[Outline entries for images]
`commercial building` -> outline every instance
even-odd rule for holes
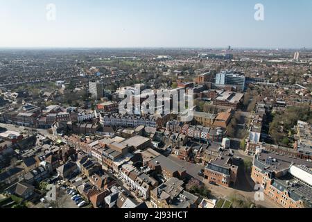
[[[204,178],[228,187],[235,184],[238,170],[239,166],[234,164],[232,157],[222,156],[210,160],[205,168]]]
[[[187,176],[186,169],[169,158],[160,155],[148,162],[148,166],[156,174],[162,174],[165,178],[173,177],[183,180]]]
[[[240,74],[232,71],[223,71],[216,74],[216,84],[234,85],[237,87],[239,91],[243,92],[245,87],[245,78]]]
[[[177,178],[168,180],[150,192],[150,204],[154,208],[195,208],[199,198],[186,191],[184,182]]]
[[[260,151],[252,179],[264,194],[284,208],[312,207],[312,162]]]
[[[89,92],[94,99],[100,99],[104,96],[103,84],[99,81],[89,82]]]

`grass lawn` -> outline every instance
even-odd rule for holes
[[[222,206],[223,205],[223,203],[224,203],[223,199],[218,200],[216,205],[216,208],[222,208]]]
[[[229,202],[229,200],[225,200],[225,203],[224,203],[223,208],[229,208],[231,205],[232,205],[231,202]]]

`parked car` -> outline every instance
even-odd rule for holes
[[[204,171],[202,169],[200,170],[198,174],[199,176],[204,176]]]
[[[82,201],[80,203],[79,203],[78,205],[78,207],[83,207],[85,205],[85,200],[83,200],[83,201]]]
[[[76,200],[78,200],[79,199],[81,199],[81,197],[80,196],[78,196],[75,197],[73,200],[76,201]]]
[[[76,205],[78,206],[79,205],[79,203],[80,203],[81,202],[84,201],[82,198],[80,198],[78,200],[77,200],[76,201],[75,201]]]

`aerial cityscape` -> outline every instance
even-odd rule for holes
[[[0,3],[0,208],[312,208],[312,3],[54,1]]]

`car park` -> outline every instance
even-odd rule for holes
[[[78,196],[75,197],[73,200],[76,201],[76,200],[78,200],[79,199],[81,199],[81,197],[80,196]]]
[[[83,207],[83,205],[85,205],[85,200],[83,200],[83,201],[82,201],[81,203],[80,203],[77,206],[78,207]]]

- [DIRECTION]:
Extract all lines above that contain the string "every". Case counts.

- [WORKED SOLUTION]:
`commercial building` -> outline every instance
`grass lawn` -> outline every instance
`parked car` -> outline every instance
`aerial cityscape` -> outline every instance
`car park` -> outline every instance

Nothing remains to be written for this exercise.